**Excerpt provided**
2. The end effector of claim 1 , further comprising a horizontal surface extending inwardly from a lower edge of the inclined surface wherein each inclined surface has a lower edge, the respective lower edges being horizontally spaced from each other by a distance that corresponds to a width of a flange mounted on top of the wafer carrier to be lifted by the end effector.
3. The end effector of claim 1 , wherein each finger includes a vertical surface that extends from the respective inclined surface to the support member.
4. The end effector of claim 1 , wherein the support member has a hole formed therein above the slot defined by the pair of fingers.
5. The end effector of claim 1 , wherein the support member includes an attachment portion adapted to be attached to a lift mechanism.
6. The end effector of claim 1 , further comprising a first locating pin extending horizontally inwardly from the inclined surface of one of the fingers.
7. The end effector of claim 6 , further comprising a second locating pin spaced from the first pin and extending vertically upwardly from the horizontal surface of said one of the fingers.
8. The end effector of claim 7 , further comprising a third locating pin extending vertically upwardly from the horizontal surface of the other one of the fingers.

**Problems to work on**
**A.** From the end effector claims, list the number of every claim that refers directly to claim 1.
**B.** Go on with the end effector claims, picking up after the last claim shown.

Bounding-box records

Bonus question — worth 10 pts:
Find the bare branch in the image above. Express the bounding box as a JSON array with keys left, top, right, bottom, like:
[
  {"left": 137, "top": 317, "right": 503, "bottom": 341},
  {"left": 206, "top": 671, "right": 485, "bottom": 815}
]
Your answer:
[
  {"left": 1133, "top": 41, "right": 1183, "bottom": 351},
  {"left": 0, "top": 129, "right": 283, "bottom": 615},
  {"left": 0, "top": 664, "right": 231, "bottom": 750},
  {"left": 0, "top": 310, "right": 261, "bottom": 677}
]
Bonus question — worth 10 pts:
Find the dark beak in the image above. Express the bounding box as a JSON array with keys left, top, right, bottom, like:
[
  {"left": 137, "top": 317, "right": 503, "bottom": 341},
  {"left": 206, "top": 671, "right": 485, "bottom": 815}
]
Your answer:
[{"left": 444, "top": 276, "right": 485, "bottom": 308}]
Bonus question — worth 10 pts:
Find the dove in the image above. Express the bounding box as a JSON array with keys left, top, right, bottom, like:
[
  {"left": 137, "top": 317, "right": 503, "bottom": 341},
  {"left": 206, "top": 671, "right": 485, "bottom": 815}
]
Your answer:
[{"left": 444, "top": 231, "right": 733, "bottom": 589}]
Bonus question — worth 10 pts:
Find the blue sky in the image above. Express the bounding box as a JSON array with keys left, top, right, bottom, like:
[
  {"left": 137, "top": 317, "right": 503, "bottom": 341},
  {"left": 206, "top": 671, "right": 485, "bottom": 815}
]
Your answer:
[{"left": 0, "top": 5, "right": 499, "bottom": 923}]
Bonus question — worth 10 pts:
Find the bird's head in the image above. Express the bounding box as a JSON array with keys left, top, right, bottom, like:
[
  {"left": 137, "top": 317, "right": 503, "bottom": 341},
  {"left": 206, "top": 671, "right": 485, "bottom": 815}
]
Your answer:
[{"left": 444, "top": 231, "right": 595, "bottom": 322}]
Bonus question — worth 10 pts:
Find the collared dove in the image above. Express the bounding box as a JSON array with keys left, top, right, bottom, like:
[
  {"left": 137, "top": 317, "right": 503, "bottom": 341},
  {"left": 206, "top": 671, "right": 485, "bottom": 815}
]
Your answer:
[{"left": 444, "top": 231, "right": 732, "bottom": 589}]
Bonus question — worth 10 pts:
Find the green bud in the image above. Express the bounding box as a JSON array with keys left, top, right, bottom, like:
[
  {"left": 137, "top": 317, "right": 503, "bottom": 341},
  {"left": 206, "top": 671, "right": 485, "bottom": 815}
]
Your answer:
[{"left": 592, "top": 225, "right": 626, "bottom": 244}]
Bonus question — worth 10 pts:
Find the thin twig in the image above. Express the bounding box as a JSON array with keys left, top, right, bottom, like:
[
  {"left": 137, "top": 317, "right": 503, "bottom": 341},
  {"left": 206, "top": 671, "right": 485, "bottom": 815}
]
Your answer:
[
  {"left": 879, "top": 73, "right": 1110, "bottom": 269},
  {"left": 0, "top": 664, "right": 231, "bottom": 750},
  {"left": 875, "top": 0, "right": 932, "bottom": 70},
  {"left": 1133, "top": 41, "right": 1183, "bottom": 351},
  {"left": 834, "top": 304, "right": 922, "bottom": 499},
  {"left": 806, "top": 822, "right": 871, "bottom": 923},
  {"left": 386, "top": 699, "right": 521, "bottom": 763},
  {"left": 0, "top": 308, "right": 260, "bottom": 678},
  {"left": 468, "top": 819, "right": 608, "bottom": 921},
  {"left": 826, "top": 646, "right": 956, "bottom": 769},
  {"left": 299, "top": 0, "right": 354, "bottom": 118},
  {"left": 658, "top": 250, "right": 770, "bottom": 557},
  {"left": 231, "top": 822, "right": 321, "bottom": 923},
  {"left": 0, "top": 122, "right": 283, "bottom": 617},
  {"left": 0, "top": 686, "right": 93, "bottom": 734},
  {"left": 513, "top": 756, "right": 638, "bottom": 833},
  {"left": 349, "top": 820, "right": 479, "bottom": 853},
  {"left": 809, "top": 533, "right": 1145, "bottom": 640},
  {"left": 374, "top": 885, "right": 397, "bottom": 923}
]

**Task-by-task results**
**A.** 2, 3, 4, 5, 6

**B.**
9. A end effector adapted to lift a wafer carrier, comprising:
a substantially planar, horizontally-extending support member;
a pair of fingers extending downwardly from the support member to define a slot; and
a horizontal locating pin extending inwardly from one of the fingers.
10. The end effector of claim 9 , further comprising a first vertical locating pin extending upwardly from said one of the fingers.
11. The end effector of claim 10 , further comprising a second vertical locating pin extending upwardly from the other one of the fingers.
12. A method of transporting a wafer carrier, comprising the steps of:
engaging an overhead transport (OHT) flange of the wafer carrier with fingers that extend downwardly from a end effector;
lifting the wafer carrier by means of the fingers; and
during the lifting step, guiding the OHT flange in a first horizontal direction to a position predetermined in the first horizontal direction via an inclined surface provided on at least one of the fingers.
13. The method of claim 12 further comprising during the lifting step guiding the OHT flange in a second horizontal direction to a position predetermined in the second horizontal direction.
14. The method of claim 13 wherein the first horizontal direction and the second horizontal direction are perpendicular to each other.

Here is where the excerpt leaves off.